### [DATA EXCERPTS]
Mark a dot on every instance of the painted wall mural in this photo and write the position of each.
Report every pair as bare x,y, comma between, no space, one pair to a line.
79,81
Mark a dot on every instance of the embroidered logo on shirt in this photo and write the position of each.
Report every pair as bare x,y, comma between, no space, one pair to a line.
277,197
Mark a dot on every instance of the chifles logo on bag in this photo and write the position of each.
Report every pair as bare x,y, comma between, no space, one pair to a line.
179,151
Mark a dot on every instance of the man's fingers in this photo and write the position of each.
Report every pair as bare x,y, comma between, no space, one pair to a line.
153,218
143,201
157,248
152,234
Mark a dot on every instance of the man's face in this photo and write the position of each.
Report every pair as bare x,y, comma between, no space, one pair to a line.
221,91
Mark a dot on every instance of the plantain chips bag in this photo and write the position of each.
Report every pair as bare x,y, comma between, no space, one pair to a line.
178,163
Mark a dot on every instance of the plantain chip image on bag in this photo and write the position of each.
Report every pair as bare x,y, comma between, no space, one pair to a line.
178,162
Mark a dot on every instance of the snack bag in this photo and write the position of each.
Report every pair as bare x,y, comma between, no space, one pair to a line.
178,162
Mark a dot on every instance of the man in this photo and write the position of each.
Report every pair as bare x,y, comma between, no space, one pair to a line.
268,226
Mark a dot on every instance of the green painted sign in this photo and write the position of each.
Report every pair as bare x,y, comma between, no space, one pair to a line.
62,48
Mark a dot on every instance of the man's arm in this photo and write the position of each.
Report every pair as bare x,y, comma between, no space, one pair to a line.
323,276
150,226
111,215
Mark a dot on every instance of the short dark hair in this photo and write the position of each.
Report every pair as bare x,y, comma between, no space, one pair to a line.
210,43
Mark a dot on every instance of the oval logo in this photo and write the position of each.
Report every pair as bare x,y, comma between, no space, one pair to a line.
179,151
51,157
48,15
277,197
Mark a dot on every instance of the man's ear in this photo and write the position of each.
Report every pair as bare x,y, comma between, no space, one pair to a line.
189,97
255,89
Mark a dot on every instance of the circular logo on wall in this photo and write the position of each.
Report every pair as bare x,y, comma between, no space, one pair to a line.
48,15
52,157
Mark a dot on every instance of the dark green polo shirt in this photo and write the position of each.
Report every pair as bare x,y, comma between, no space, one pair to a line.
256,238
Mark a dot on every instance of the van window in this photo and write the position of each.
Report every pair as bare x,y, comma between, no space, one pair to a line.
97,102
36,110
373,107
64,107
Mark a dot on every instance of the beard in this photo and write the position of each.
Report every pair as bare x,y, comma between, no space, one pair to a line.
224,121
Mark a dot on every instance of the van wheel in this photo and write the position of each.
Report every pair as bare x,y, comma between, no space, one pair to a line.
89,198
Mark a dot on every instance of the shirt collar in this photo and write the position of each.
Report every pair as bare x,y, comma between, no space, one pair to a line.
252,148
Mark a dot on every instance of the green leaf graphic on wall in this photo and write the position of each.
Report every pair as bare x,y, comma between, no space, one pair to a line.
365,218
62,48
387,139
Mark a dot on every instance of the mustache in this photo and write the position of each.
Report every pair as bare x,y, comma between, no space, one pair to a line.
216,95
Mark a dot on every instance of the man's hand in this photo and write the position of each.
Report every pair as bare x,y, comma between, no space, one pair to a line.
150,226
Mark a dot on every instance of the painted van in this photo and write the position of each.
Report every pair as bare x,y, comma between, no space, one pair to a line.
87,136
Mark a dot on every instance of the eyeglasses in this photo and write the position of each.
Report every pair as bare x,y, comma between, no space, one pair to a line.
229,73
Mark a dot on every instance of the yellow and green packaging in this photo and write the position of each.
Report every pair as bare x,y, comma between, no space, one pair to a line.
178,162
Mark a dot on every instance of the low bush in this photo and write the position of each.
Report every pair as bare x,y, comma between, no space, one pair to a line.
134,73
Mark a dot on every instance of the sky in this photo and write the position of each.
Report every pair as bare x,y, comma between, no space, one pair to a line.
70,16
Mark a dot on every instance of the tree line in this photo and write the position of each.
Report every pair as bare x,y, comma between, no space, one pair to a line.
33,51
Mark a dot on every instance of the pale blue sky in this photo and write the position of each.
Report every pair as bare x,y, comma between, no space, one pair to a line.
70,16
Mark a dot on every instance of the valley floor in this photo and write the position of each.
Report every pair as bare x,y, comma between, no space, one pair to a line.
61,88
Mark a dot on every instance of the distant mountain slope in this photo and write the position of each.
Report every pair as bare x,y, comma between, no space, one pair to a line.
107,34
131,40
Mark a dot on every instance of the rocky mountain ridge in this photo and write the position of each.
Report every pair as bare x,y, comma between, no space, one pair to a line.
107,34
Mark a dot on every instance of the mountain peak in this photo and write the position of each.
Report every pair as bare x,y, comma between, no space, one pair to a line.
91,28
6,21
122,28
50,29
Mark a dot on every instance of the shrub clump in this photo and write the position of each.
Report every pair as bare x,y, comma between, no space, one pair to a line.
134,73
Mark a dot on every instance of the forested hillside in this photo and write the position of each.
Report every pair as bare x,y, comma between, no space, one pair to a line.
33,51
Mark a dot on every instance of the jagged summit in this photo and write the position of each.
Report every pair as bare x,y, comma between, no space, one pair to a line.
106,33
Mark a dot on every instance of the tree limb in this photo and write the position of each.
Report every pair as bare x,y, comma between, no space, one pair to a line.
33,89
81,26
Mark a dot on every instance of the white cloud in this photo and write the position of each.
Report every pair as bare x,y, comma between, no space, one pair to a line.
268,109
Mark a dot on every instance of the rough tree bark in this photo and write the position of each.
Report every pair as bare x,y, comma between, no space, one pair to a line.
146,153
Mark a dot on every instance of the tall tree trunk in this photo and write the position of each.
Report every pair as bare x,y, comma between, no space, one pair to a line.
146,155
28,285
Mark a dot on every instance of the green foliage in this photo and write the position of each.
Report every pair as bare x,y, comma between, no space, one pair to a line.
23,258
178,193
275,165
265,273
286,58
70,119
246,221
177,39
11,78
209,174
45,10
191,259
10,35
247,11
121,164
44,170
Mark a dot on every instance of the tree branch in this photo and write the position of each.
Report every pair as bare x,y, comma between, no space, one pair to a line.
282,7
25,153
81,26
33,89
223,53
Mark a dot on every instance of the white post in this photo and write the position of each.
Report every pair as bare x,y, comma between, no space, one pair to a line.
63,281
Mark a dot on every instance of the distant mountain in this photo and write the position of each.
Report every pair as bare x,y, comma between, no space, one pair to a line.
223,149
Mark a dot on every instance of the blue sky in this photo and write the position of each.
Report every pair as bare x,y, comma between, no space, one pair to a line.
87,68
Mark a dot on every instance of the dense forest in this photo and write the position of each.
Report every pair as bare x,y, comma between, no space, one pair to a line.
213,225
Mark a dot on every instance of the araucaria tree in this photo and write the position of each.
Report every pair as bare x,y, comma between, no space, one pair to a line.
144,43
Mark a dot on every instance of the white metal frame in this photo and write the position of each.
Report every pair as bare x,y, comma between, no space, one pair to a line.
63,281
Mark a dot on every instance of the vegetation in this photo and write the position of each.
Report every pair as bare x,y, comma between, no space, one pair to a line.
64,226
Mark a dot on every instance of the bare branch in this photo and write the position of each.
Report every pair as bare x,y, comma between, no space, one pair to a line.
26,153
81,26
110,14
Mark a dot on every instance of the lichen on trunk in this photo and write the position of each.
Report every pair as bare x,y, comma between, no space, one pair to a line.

### [ASSIGNMENT]
In the entries above, copy each line that contains the string "trunk".

### [WRITTEN SOLUTION]
Mark a dot on every instance of the tall tree trunk in this photo and write the position of each.
Mark a dot on every instance of the lichen on trunk in this photo and write the position of each.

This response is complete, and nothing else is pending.